-- start of Supplied entries --

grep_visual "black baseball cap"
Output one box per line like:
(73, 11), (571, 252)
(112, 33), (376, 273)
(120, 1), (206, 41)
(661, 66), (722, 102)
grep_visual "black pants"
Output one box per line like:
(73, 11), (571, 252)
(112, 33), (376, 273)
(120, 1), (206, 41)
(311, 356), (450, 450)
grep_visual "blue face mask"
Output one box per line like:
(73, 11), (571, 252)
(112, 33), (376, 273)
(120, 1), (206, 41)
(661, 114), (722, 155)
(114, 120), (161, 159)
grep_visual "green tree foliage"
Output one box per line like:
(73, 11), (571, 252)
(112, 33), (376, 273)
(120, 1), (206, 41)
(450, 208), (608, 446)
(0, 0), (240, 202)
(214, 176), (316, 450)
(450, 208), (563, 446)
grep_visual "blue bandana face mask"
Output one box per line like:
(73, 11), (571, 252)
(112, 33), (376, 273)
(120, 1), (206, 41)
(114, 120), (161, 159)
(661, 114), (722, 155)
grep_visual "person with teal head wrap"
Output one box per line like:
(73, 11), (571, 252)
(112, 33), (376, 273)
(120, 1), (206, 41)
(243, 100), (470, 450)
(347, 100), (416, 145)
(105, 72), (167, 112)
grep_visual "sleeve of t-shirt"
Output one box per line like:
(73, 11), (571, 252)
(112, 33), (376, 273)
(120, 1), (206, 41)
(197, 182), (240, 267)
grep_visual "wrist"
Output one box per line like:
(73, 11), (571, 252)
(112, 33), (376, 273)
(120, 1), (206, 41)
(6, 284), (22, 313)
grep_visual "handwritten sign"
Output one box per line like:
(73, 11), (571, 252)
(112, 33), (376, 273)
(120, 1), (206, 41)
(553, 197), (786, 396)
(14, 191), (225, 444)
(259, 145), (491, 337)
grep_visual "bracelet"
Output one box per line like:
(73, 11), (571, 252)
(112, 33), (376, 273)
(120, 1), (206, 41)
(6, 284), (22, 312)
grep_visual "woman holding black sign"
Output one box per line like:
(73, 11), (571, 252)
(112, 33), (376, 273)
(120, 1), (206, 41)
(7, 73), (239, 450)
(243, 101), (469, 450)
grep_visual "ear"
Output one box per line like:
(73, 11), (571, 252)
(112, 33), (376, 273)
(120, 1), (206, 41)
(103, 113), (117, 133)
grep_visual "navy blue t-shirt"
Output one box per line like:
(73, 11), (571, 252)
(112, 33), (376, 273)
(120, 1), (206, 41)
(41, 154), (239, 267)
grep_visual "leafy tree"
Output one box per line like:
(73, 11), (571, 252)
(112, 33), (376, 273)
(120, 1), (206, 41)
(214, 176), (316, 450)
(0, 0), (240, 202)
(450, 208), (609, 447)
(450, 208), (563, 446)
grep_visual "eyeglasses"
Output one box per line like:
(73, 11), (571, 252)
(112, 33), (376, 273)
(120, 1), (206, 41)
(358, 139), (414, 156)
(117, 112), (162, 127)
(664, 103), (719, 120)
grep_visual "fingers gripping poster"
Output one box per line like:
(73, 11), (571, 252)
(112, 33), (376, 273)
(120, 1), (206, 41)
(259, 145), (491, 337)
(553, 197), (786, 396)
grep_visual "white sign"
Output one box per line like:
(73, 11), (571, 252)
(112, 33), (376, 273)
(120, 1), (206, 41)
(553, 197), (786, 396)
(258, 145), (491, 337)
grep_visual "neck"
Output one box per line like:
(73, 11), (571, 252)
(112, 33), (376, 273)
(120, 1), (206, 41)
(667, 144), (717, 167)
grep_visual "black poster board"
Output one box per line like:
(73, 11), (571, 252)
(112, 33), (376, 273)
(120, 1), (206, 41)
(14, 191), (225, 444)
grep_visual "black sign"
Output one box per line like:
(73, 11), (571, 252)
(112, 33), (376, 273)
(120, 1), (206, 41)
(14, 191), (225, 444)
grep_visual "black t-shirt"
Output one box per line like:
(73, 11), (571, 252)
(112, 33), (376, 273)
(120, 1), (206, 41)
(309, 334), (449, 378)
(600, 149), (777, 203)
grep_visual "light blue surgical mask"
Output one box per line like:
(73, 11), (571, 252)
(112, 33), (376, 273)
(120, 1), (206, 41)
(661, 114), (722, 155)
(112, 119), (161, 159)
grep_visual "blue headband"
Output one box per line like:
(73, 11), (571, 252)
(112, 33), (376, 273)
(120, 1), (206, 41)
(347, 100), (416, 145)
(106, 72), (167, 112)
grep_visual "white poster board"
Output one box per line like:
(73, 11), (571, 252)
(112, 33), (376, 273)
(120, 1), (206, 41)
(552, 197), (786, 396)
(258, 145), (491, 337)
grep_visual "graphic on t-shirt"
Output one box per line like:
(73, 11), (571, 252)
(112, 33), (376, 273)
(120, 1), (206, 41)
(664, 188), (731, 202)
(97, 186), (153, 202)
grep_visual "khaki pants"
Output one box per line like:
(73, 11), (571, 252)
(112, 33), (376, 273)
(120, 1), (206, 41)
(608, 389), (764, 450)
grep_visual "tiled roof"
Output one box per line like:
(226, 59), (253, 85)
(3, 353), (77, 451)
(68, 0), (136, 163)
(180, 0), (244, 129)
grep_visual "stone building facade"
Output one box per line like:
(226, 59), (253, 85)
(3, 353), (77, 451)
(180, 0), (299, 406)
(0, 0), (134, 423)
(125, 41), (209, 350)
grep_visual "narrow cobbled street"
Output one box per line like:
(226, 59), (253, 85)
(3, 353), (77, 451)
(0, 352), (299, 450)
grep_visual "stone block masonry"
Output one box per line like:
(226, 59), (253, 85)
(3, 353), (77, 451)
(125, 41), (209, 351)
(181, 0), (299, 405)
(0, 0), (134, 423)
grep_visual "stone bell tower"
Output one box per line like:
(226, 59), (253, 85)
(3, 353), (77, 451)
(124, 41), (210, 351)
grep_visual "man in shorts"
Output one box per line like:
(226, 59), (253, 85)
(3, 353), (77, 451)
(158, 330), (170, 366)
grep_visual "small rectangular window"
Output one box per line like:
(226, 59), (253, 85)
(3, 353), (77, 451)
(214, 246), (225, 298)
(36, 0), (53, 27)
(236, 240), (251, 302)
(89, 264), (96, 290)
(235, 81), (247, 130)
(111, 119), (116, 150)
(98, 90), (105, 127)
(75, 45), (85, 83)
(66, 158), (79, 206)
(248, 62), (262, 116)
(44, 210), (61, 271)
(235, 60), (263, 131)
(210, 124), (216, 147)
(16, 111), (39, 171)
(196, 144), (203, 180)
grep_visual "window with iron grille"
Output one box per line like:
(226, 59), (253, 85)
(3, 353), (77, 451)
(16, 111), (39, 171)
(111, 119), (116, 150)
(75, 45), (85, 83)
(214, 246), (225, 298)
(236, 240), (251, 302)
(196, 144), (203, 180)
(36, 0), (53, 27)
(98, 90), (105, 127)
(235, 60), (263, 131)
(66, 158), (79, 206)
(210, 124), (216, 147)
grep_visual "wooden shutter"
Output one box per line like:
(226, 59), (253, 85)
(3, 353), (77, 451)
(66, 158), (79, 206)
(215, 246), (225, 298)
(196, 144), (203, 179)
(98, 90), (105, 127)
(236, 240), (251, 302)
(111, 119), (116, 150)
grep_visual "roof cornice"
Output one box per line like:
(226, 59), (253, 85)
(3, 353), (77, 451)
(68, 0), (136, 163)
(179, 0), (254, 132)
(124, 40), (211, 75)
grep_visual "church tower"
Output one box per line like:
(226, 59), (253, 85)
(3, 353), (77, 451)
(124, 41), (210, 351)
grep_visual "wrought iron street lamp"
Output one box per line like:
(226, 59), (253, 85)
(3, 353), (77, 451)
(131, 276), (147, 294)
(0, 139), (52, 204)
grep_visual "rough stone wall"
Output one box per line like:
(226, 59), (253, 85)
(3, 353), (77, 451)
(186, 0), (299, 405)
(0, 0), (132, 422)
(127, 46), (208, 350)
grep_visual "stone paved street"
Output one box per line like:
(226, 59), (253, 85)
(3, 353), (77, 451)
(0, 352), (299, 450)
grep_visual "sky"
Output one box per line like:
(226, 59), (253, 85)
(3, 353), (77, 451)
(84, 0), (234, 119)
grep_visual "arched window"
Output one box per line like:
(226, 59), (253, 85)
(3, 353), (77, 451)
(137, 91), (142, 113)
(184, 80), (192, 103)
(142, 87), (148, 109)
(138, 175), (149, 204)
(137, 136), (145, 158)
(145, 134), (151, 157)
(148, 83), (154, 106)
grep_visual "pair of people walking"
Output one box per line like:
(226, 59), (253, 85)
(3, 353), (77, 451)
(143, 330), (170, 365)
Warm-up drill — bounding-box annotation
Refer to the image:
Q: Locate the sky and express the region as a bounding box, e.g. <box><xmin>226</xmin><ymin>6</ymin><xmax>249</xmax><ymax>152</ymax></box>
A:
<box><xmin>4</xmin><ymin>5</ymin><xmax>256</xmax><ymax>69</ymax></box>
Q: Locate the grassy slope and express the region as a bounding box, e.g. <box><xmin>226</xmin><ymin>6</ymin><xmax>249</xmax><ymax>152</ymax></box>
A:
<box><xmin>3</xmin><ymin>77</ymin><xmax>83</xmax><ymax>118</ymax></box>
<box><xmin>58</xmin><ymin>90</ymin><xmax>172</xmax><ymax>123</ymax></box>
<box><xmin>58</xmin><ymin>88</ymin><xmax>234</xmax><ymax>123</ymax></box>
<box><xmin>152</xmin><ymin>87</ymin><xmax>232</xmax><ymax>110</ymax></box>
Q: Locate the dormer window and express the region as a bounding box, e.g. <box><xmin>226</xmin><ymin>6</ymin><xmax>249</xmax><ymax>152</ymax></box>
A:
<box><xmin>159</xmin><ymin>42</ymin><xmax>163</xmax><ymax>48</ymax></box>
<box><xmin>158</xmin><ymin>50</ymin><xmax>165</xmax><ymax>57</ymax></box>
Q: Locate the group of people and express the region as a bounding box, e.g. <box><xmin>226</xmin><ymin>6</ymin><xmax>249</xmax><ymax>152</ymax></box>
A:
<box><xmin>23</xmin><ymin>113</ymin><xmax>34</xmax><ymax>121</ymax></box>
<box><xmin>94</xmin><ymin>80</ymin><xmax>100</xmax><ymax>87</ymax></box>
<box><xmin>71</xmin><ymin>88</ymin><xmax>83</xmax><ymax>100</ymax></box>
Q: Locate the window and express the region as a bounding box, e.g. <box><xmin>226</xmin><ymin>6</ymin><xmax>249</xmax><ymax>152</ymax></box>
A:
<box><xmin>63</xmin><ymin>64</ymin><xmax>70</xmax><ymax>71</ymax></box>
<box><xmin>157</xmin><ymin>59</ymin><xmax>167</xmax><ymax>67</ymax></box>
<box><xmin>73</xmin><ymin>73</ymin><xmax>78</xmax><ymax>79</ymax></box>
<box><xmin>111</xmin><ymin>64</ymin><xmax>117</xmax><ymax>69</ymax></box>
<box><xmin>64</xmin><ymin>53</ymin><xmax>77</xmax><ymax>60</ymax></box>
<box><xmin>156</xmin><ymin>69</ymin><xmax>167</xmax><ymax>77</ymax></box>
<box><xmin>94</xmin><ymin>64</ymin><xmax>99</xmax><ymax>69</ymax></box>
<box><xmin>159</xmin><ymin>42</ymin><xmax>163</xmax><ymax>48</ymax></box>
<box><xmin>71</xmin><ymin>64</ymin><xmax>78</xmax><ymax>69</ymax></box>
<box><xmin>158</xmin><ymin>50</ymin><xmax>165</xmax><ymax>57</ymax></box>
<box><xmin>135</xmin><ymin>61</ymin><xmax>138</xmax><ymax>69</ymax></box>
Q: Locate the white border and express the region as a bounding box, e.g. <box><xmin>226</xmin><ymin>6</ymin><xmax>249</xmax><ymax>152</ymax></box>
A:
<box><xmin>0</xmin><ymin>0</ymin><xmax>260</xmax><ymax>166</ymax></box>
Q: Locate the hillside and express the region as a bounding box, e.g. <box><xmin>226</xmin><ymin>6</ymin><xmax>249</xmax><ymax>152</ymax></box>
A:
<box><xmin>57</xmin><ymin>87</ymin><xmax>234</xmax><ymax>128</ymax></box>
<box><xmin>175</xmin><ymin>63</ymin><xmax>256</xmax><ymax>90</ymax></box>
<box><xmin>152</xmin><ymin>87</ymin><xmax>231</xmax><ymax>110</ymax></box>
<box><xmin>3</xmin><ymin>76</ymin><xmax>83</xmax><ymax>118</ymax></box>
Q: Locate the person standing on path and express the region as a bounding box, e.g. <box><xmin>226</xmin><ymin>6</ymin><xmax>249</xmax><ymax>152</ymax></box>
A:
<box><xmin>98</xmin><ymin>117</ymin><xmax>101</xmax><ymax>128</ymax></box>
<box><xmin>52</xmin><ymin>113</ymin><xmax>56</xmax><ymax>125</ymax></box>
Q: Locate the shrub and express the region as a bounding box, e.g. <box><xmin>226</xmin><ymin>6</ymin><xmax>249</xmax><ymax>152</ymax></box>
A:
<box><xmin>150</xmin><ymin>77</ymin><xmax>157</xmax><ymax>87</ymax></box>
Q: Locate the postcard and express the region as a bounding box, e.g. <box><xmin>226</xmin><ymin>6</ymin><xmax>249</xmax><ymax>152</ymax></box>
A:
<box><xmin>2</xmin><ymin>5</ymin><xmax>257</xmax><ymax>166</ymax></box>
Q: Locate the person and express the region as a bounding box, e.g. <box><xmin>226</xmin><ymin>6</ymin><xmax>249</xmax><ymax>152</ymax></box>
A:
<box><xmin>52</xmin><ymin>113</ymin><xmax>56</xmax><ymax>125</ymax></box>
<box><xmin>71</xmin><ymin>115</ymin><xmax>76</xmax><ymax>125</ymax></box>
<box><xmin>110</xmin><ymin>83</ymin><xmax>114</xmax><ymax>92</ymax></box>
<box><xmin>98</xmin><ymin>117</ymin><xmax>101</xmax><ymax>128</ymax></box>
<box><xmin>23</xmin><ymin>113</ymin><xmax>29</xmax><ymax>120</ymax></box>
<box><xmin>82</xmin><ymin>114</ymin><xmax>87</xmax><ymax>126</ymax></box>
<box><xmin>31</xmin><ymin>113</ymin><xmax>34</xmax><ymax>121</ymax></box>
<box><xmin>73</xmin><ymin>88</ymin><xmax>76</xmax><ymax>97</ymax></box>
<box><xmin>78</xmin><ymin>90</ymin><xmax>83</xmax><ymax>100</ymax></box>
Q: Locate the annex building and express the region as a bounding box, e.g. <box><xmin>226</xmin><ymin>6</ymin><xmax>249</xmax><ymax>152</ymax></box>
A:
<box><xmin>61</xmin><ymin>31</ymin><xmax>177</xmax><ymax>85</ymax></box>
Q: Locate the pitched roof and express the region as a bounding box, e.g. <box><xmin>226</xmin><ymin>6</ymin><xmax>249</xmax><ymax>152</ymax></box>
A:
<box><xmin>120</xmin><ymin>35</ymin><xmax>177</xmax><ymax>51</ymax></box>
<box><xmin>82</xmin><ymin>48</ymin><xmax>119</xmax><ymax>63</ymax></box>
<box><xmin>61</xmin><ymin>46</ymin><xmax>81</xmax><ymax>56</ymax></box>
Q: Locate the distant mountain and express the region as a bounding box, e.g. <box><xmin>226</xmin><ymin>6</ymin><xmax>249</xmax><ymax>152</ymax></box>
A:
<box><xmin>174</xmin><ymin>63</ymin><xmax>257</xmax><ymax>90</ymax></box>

-- end of Supplied entries --

Work to do: Lay out the data above as a numbered list without blank lines, from its first line through the line holding "(105, 72), (167, 112)", both included.

Task result:
1. grep_visual "black baseball cap"
2. Output one box per line like:
3. (73, 11), (571, 252)
4. (112, 33), (376, 273)
5. (120, 1), (206, 41)
6. (661, 66), (722, 102)
7. grep_visual "black pants"
8. Output one box per line like:
9. (73, 11), (571, 252)
10. (112, 33), (376, 273)
11. (120, 1), (206, 41)
12. (311, 356), (450, 450)
13. grep_visual "blue face mask"
14. Output one box per line like:
15. (73, 11), (571, 252)
16. (112, 33), (376, 273)
17. (120, 1), (206, 41)
18. (661, 114), (722, 155)
19. (114, 120), (161, 159)
20. grep_visual "green tree foliage"
21. Output one box per line like:
22. (73, 11), (571, 252)
23. (112, 33), (376, 273)
24. (120, 1), (206, 41)
25. (450, 208), (608, 446)
26. (0, 0), (240, 202)
27. (214, 176), (316, 450)
28. (450, 208), (563, 446)
29. grep_visual "blue bandana face mask"
30. Output one box per line like:
31. (73, 11), (571, 252)
32. (112, 33), (376, 273)
33. (120, 1), (206, 41)
34. (114, 120), (161, 159)
35. (661, 114), (722, 155)
36. grep_visual "person with teal head wrap"
37. Output one box per line like:
38. (73, 11), (571, 252)
39. (112, 33), (376, 273)
40. (120, 1), (206, 41)
41. (243, 100), (470, 450)
42. (347, 100), (416, 145)
43. (105, 72), (167, 112)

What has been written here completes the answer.